• Required work:
Copy the records exactly, leaving out every picture.

++++ Information ++++

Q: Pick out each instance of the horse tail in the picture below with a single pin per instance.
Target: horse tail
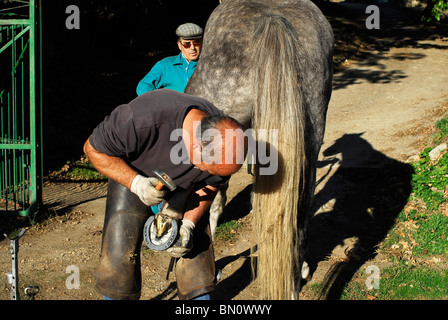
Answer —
(279, 112)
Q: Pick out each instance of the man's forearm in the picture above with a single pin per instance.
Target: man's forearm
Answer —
(114, 168)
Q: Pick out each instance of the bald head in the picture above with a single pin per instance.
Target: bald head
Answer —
(222, 145)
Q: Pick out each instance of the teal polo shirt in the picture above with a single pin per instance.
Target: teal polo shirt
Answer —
(171, 73)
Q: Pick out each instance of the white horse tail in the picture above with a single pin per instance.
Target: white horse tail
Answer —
(278, 110)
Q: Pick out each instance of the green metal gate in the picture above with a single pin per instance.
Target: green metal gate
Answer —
(20, 107)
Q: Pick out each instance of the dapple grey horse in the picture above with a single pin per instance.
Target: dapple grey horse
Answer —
(269, 65)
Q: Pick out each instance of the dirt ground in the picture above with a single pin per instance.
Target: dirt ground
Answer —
(382, 109)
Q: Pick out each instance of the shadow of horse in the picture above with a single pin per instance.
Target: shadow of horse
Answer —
(366, 193)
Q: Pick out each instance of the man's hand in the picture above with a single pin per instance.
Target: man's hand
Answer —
(144, 189)
(186, 234)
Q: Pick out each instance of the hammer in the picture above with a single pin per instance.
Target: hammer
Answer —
(164, 180)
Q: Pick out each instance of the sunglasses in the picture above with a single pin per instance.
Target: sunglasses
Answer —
(188, 44)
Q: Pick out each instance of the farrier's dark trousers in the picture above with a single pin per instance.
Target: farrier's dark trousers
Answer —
(118, 273)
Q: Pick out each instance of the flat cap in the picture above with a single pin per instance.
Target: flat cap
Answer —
(189, 31)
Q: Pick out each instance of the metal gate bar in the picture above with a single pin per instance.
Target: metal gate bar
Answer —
(20, 109)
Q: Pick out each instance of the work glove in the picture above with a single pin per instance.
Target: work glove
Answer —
(144, 189)
(186, 235)
(175, 206)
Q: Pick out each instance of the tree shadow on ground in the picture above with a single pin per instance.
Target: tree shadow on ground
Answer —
(367, 192)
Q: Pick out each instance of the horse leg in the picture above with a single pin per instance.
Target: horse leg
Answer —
(217, 208)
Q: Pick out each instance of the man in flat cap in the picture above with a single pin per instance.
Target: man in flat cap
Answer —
(174, 72)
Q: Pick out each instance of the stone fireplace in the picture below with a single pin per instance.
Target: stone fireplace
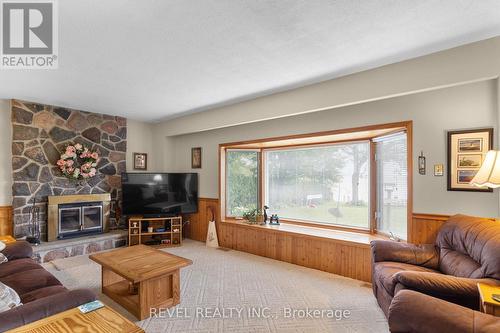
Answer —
(77, 215)
(39, 134)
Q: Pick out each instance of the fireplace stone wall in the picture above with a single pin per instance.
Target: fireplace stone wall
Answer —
(39, 135)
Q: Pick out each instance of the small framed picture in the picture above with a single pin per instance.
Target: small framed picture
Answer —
(140, 161)
(438, 170)
(196, 158)
(465, 176)
(466, 152)
(470, 160)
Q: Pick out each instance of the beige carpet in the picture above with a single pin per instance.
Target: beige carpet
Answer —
(221, 289)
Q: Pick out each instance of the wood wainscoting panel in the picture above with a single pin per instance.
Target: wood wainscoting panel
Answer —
(6, 227)
(329, 255)
(425, 227)
(197, 227)
(344, 258)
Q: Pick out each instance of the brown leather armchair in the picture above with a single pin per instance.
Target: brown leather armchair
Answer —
(467, 251)
(413, 312)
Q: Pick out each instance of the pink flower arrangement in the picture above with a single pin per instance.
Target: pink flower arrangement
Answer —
(78, 162)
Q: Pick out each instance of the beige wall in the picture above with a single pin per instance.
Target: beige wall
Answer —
(433, 113)
(6, 154)
(464, 64)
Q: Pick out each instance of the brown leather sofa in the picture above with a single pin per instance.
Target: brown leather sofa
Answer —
(41, 293)
(467, 251)
(408, 315)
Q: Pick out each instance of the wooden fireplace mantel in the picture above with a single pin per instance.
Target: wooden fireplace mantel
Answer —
(64, 199)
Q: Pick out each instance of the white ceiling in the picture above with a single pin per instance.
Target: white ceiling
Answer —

++++

• Exercise output:
Q: Pick out each instance of the horse tail in the picture below with a single pin per instance.
Target: horse tail
Answer —
(279, 112)
Q: Pick out each instance of the man's forearm in the picture above with a single pin per instance.
Target: man's forearm
Answer —
(114, 168)
Q: Pick out each instance of the bald head in the picture above with a single pin per instance.
Target: bald head
Answer —
(222, 145)
Q: Pick out each instance of the teal polo shirt in the picture above with a single pin per instance.
Target: teal polo shirt
Answer —
(171, 73)
Q: Pick out each instance of the white horse tail in the picture above with a single pin per instance.
Target: white horse tail
Answer —
(278, 110)
Q: Pick out each instance of the green metal gate in the picture above with a single pin per instance.
Target: green metal gate
Answer —
(20, 107)
Q: Pick out each instance of the dapple grey horse in the picture above with a single pin per instance.
Target: dapple grey horse
Answer —
(269, 65)
Q: Pick out each instance of the dirt ground in the picture above with a single pin per instance.
Target: dirt ground
Answer —
(382, 109)
Q: Pick out each instance of the shadow of horse in the picture above with a single pin per instance.
Target: shadow of horse
Answer —
(366, 193)
Q: Pick out each instance of the man's hand in the picture above with a single pin per instance.
Target: man's hand
Answer —
(144, 189)
(186, 234)
Q: Pick out each instance of the hammer in the picture above with a single pin per instance.
Target: hammer
Answer —
(164, 180)
Q: Pick out each instance of the sunglasses in the picture above with a single pin per instance.
Target: sunglasses
Answer —
(188, 44)
Q: Pick out each instance of the farrier's dark trousers in the picture above with a single pin per instance.
Target: farrier's dark trousers
Answer —
(118, 273)
Q: Pick out each instance of the flat cap in the picture above with a single pin per instance.
Target: flat cap
Answer —
(189, 31)
Q: Pick out each instance of the metal gate bar in the picture above with a single pin per instance.
Target: metal gate bar
Answer —
(20, 109)
Q: Pick out each instance of the work glove in the picture above with a single pin per instance.
Target: work glove
Answer —
(144, 189)
(186, 235)
(175, 206)
Q: Pick out each instance of the tree shadow on ground in the picture above with a single pin per instance.
Target: tree shadow on ground
Answer —
(367, 192)
Q: Pick out each instance of the horse leg in the picture above with a single pin per instance.
Target: horse leg
Answer —
(217, 208)
Q: Pick out each instance of the man in flat cap in the picture above with a single pin per instance.
Target: man in flat cap
Answer —
(174, 72)
Q: Pick out each instance of the stone fireplace in the picture below with a single pin per instance.
Target: stone fireplace
Answer —
(77, 215)
(39, 134)
Q: Pick out each instance of the fireplace stone wall in the picture above with a single pin per instance.
Target: fireplace stone wall
Answer —
(39, 135)
Q: Pick out each instance of the small framed picture in the picture above with a single pin per instance.
Target: small framed picture
Answer —
(140, 161)
(438, 170)
(196, 158)
(465, 176)
(466, 152)
(470, 160)
Q: Pick out each instance of the beige carpet in the picture above with a single pin per instance.
Target: beige carpet
Answer —
(221, 289)
Q: Pick out each instance of the wood wainscoting panel in the picture above with a single pin per instance.
Target: wood wainscoting panel
Answer —
(6, 227)
(329, 255)
(425, 227)
(197, 227)
(344, 258)
Q: Pick out each instance of the brown leather armchair in the picture above with a single pin per instance.
Target: brown leather armchair
Answer —
(467, 251)
(413, 312)
Q: Pick out each instance of the pink flower arrangement in the picture above with a single pin per instance.
Target: pink flower arrangement
Answer —
(78, 162)
Q: Pick out each instance of the beige wall in the picture above with a single pin per instance.
Target: beige wall
Answer —
(433, 113)
(6, 154)
(464, 64)
Q: Pick out each instance of the brown leather sofa in the picture above with a single pin per instance.
Target: brown leather sofa
Answer —
(41, 293)
(467, 251)
(408, 315)
Q: Pick out each instance of the wooden fireplace mantel in the picture above with a single pin per instance.
Target: wooden fireplace mantel
Answer —
(64, 199)
Q: Pick out each instance of the white ceiling in the picture above with a single pin per instance.
Target: white ceiling
Answer —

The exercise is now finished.